## Objective
Quote every line of the data below verbatim. Keep each coordinate pair and line break unchanged.

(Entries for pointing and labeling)
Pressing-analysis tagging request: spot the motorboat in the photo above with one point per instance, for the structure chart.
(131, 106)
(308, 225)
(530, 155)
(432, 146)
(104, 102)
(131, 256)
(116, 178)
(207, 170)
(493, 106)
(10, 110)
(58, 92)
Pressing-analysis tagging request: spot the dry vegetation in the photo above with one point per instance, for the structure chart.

## Solved exercise
Pressing-analysis tagging request: spot the motorboat in the photo above with one point per instance, for the structure chart.
(131, 106)
(308, 225)
(530, 155)
(432, 146)
(104, 102)
(131, 256)
(116, 178)
(207, 170)
(493, 106)
(10, 110)
(58, 92)
Pressing-analysis tagging request: spot the dry vegetation in the photo above with one point per instance, for the structure chart.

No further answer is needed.